▶ SET EXERCISE 1
In the essay about the Court Square Tavern, where was the writer sitting two weeks earlier while wondering what returning would be like?

▶ PASSAGE
** Begin **

The copper bar is here but there are no customers. I am feet away from the refrigerator that caught fire, ending my first tenure as an employee of this establishment.
I'm not quite sure why I'm still here, but I'm still here and I'm glad to have had the chance to earn some money this evening. I had hoped to go to the art galleries, but that sort of thing is for other people now. If I can make money, I must.
The copper bar has been here for so long now, and there have been so many time it has served as the equals sign that carved my life into two sides of an equation. One day I'll be able to show my work.
I'm all alone here now. The door is locked and my colleague and I made some money, even though it's been slow for the past three hours or so. The rush was sudden and quick and we served people fast and they gave us money.
Tomorrow I'll be here again. I've been here so often. It's part of the journey from birth to death and I don't question anymore that I'm supposed to be here. I wish I could be somewhere else, out at the art galleries, out feeling young and attractive, but instead here I sit all responsible, all mature.
I am happy. I am happy that I am here at the copper bar where there have been so many good times, where there have been so many times when I thought the world was perfect and I was blessed with bounty.
Now I'm just blessed to be able to appreciate what I've already had. Blessed to watch other people come in and have fun, have a great time being themselves here.
If I could buy this copper bar I would and I would try to honor its memory way into the future. The problem, though, is that I don't have any capital to do so.
After the trip to England my life doesn't seem as intractable anymore. I don't seem like I'm attracting flies anymore. I do still feel like I'm caught in the tractor's pull, but the gravity isn't as strong as it was.
I remember sitting at the Globe in Dunstable two weeks ago and wondering what it would be like when I got back here, back to this spot. That place seemed like a place I wanted to go back to, as much as possible, but I didn't go back a second time this trip.
I want to take American friends there. And I want the people there to come here. I want this to happen. Sometime within the next 166 months.
For whatever reason, this place, this Court Square Tavern, is the place that serves as a common denominator for all of my time in Charlottesville. I'm still here, alone but engulfed in a thousand memories that are constantly swimming all around me.
I'd like to go to a new place, travel to and live in a new town. But the reality is I've settled here and it's a great place to be. I'm right at the center of everything going on here, a journalist who occasionally also brings people food and drink in the oldest bar in downtown Charlottesville.
That fact makes me feel humble.
The fact that 166 months ago this place was on fire and then got restored also makes me feel humble.

** End **

▶ SET EXERCISE 2
From the entries below, output as a JSON list of strings, one string per line and blank lines skipped, the lines that begin at the one containing "Task: indicate every instance of the rainbow" and stop after the one containing "[(122, 159)]". Leave the picture placeholders out of the list.

(Records for identifying positions)
** Begin **

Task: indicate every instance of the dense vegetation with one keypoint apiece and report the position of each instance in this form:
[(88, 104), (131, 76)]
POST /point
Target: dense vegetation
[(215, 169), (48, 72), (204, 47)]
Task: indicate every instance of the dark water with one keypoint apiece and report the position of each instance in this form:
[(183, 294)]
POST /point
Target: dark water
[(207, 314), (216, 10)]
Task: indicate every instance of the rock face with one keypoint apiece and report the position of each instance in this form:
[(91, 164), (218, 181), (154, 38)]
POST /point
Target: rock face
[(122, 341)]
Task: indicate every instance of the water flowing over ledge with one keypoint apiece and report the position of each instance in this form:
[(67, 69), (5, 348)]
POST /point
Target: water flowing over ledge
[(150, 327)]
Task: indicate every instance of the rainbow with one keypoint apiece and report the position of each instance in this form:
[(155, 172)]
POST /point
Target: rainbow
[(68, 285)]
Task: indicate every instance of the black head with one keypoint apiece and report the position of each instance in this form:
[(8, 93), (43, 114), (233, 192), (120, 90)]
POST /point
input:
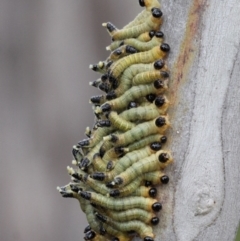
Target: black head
[(151, 33), (155, 146), (153, 192), (165, 47), (164, 179), (151, 97), (147, 238), (163, 157), (156, 12), (142, 3), (160, 121), (159, 64), (155, 221), (159, 101), (159, 34), (114, 193)]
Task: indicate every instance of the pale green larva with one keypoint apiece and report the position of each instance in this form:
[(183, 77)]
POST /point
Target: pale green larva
[(156, 161), (123, 157)]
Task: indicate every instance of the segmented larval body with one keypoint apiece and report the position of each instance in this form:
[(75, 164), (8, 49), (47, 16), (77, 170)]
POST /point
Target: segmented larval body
[(122, 159)]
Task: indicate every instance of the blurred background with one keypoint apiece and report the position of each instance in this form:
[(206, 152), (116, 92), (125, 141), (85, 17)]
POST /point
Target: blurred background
[(46, 47)]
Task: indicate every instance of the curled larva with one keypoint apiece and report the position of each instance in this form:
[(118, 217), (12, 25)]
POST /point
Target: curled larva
[(158, 52), (156, 161), (122, 159), (153, 22), (155, 177), (123, 163), (158, 125), (136, 92), (125, 203), (140, 18), (139, 227)]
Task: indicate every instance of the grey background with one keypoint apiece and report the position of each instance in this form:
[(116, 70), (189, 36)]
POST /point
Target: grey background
[(46, 47)]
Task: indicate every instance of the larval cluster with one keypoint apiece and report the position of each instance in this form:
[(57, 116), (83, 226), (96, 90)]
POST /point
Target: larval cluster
[(122, 160)]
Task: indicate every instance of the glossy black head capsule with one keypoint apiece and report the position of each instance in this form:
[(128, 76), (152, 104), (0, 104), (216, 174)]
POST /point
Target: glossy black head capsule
[(115, 239), (163, 157), (84, 142), (110, 165), (158, 84), (151, 97), (103, 123), (98, 176), (147, 238), (118, 180), (85, 195), (114, 193), (160, 121), (96, 99), (74, 188), (142, 3), (94, 67), (152, 192), (90, 235), (159, 64), (159, 34), (151, 33), (110, 27), (66, 194), (117, 52), (119, 150), (156, 12), (165, 47), (102, 231), (157, 206), (132, 104), (111, 95), (104, 87), (155, 221), (159, 101), (104, 77), (84, 163), (109, 63), (163, 139), (164, 74), (148, 183), (88, 228), (106, 107), (155, 146), (164, 179), (101, 217), (109, 185)]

** End **

▶ CORRECT RESPONSE 1
At the Globe in Dunstable.

▶ CORRECT RESPONSE 2
[
  "Task: indicate every instance of the rainbow with one keypoint apiece and report the position of each instance in this form:",
  "[(155, 172)]",
  "POST /point",
  "Target: rainbow",
  "[(68, 285)]",
  "Task: indicate every instance of the black head with one keypoint apiece and report the position of each instance in this form:",
  "[(8, 93), (43, 114), (233, 192), (120, 90)]",
  "POST /point",
  "input:",
  "Target: black head",
  "[(151, 33), (155, 146), (153, 192), (165, 47), (164, 179), (151, 97), (147, 238), (163, 157), (156, 12), (142, 3), (160, 121), (159, 64), (155, 221), (159, 101), (159, 34), (114, 193)]",
  "Task: indicate every instance of the pale green larva with one keypoint apiece and report the position of each instance in this form:",
  "[(183, 77)]",
  "POST /point",
  "Target: pale green larva",
  "[(156, 161), (123, 157)]",
  "Task: indicate every instance of the segmented larval body with one keypoint apiece and report the position of each instance in this form:",
  "[(75, 164), (8, 49), (47, 16), (77, 170)]",
  "POST /point",
  "Target: segmented larval body",
  "[(122, 159)]"
]